SHORT EXERCISE 1: List every Bible passage that the sermon names by book and chapter.
SHORT EXERCISE 2: Resume the sermon on the good news of faith from the point where it stops.

SELECTED TEXT:
BuiltWithNOF

Sermons

The good news of faith

Romans 6: 8–14

Rev. Peter R Green, Sunday morning, 09 Jan, 2007

“BY GRACE you are saved through faith, and that not of yourselves: it is God’s gift.” Faith is a gift, the gospel is a gift. God keeps giving over and over.

My grandfather used to have a little rime:

    The rain, it raineth on the just,
    And on the unjust feller;
    But mainly on the just,
    Because the unjust's got
    The just’s umbrella.

The Bible says that God sends rain on the just and the unjust alike. It is his nature to give.

If we had looked a bit further into Romans 5, we would have seen that

    God commends his love to us in that, while we were still sinners, Christ died for us.

Here is a God who gives before we even knew we needed it.

And, as I showed last week, this all has a purpose, as Paul reminds us:

    ROM 12:1 Therefore, I urge you, brothers, in view of God’s mercy, to offer your bodies as living sacrifices, holy and pleasing to God — this is your spiritual act of worship.

DATASET ROWS:

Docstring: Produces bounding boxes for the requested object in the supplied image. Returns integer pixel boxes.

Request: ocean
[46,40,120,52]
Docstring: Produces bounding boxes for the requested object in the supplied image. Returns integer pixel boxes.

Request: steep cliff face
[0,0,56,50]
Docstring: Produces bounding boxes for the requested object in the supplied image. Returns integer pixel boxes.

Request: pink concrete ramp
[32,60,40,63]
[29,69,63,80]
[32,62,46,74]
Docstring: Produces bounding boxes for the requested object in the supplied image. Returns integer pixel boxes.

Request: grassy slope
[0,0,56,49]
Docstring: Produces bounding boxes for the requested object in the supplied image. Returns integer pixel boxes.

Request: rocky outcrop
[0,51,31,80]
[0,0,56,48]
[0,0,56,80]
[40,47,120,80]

==

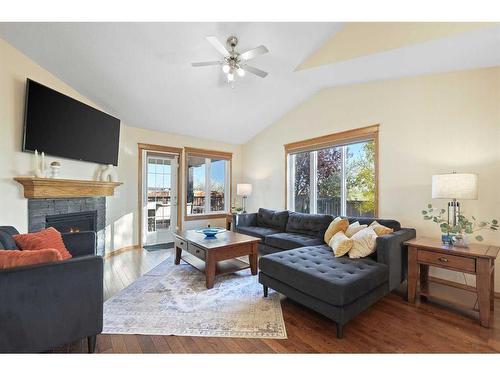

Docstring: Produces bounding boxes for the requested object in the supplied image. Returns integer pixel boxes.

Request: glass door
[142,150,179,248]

RIGHT ANSWER 1:
- Romans 6: 8–14
- Romans 5
- ROM 12:1

RIGHT ANSWER 2:
God has given so much for us: our appropriate response is to give ourselves to him.

Last week we saw how God has given us a powerful gospel, a message which actually transforms lives. That doesn’t mean that you necessarily feel all that much different; it does mean that, by objective measures, a person who responds to Christ will be different.

In my own life, I can see that God took someone with a limited sense of what community was about and helped me to understand and see how I belong to others. He took a shy stammerer and gave me the ability to stand before crowds and speak confidently. He took someone who was uncomfortable with people with mental health issues or intellectual disabilities, and helped me relate to them.

Without Christ, I would have done many things differently and probably to my own destruction and the destruction of many others.

It is a powerful gospel, transforming lives.

 

Christianity is about faith

But it is also a faith–filled gospel, a gospel which approaches life, God, and all the rest from a radically different perspective.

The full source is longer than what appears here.